[BEGIN Entries supplied]

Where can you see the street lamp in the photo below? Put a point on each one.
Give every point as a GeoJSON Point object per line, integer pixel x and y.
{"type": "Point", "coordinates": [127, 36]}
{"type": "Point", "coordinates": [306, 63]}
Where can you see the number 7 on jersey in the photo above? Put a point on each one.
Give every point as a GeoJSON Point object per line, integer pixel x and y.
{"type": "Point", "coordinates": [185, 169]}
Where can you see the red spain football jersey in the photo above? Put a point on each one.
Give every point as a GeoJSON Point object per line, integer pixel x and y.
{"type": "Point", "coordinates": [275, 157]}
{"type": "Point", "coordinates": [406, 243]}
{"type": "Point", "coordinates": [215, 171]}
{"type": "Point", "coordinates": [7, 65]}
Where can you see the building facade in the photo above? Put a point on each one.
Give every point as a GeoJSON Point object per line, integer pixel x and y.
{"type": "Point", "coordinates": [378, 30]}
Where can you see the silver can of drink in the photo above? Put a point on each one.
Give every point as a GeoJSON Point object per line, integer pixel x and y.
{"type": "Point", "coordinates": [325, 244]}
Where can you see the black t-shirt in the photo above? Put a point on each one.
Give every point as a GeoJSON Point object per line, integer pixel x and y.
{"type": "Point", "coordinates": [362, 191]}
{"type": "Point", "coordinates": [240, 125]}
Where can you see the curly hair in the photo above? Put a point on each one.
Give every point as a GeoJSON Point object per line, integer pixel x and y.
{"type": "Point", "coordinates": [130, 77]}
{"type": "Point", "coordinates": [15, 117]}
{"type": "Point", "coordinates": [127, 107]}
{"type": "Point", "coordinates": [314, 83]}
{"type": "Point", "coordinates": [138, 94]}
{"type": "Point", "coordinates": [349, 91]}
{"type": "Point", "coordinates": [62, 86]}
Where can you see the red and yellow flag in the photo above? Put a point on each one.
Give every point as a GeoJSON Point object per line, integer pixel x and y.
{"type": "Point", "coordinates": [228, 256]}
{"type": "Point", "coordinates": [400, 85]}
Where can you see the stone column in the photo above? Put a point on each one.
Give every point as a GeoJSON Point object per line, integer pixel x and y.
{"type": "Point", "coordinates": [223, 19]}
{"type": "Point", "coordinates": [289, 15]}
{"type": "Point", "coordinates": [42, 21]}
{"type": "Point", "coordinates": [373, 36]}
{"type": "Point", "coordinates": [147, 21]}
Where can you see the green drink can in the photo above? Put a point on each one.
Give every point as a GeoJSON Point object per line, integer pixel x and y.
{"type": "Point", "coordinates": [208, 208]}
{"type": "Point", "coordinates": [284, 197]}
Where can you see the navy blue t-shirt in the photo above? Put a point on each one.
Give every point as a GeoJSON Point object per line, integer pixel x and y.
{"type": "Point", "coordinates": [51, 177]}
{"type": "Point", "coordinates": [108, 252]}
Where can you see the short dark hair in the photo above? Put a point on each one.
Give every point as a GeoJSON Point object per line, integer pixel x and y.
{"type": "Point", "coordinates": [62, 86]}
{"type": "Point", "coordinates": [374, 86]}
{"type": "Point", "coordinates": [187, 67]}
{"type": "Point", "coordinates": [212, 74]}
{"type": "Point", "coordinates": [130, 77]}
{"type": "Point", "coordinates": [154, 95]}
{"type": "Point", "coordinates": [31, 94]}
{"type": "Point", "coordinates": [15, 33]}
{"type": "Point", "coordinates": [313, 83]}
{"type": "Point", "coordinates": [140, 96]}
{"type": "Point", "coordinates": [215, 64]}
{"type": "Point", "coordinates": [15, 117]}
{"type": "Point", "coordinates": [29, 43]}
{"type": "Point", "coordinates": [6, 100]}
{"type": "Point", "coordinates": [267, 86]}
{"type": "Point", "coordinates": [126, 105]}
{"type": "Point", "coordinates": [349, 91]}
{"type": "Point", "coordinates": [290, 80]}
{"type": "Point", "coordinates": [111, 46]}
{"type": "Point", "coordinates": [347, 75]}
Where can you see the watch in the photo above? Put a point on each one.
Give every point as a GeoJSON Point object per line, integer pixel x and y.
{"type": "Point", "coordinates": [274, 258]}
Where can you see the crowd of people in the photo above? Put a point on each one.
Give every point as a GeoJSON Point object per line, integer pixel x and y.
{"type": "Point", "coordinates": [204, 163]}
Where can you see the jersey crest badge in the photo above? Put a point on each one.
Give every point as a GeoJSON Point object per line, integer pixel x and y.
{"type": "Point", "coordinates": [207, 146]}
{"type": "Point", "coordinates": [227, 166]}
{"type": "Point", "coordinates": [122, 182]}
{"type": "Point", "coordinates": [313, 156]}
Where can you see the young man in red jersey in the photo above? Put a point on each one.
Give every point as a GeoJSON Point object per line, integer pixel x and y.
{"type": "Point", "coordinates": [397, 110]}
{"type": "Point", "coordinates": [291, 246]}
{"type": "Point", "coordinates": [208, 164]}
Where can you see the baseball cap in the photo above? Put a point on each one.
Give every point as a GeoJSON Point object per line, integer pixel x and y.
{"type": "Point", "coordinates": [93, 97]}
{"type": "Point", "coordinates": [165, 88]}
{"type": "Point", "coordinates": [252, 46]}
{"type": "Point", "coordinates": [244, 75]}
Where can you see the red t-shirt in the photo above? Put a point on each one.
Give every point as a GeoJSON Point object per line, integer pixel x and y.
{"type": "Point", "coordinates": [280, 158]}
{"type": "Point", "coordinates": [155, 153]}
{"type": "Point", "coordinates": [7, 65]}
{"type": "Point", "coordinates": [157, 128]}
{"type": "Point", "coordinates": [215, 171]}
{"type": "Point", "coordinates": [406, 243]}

[END Entries supplied]

* [Instructions for the task]
Rescale everything from the line containing "Where can you see the jersey" down to the end of the records above. Rewrite each of those lines, requests included, multiplying every coordinate in the answers by 1.6 and rounding to a whole number (halves round up), and leave the requests unchanged.

* [Worked solution]
Where can you see the jersey crest badge in the photo above? Put a point on each one.
Give every point as a GeoJSON Point object per line, integer pixel x and y.
{"type": "Point", "coordinates": [331, 234]}
{"type": "Point", "coordinates": [363, 266]}
{"type": "Point", "coordinates": [195, 291]}
{"type": "Point", "coordinates": [501, 250]}
Where can you see the young man in red jersey in the photo above? Put a point on each one.
Give every point as a GeoJSON Point object per line, integer pixel x and y.
{"type": "Point", "coordinates": [635, 176]}
{"type": "Point", "coordinates": [466, 394]}
{"type": "Point", "coordinates": [333, 262]}
Where can you see the baseball cap in the photo above? Put a point on each one.
Give every point as a GeoJSON Point object per line, integer pixel x and y.
{"type": "Point", "coordinates": [149, 155]}
{"type": "Point", "coordinates": [264, 141]}
{"type": "Point", "coordinates": [403, 74]}
{"type": "Point", "coordinates": [390, 120]}
Where can you see the red t-shirt in the photo above? Put a point on each one.
Give every point as a GeoJSON Point object per line, integer pixel x and y.
{"type": "Point", "coordinates": [448, 253]}
{"type": "Point", "coordinates": [248, 245]}
{"type": "Point", "coordinates": [11, 104]}
{"type": "Point", "coordinates": [251, 205]}
{"type": "Point", "coordinates": [344, 274]}
{"type": "Point", "coordinates": [650, 389]}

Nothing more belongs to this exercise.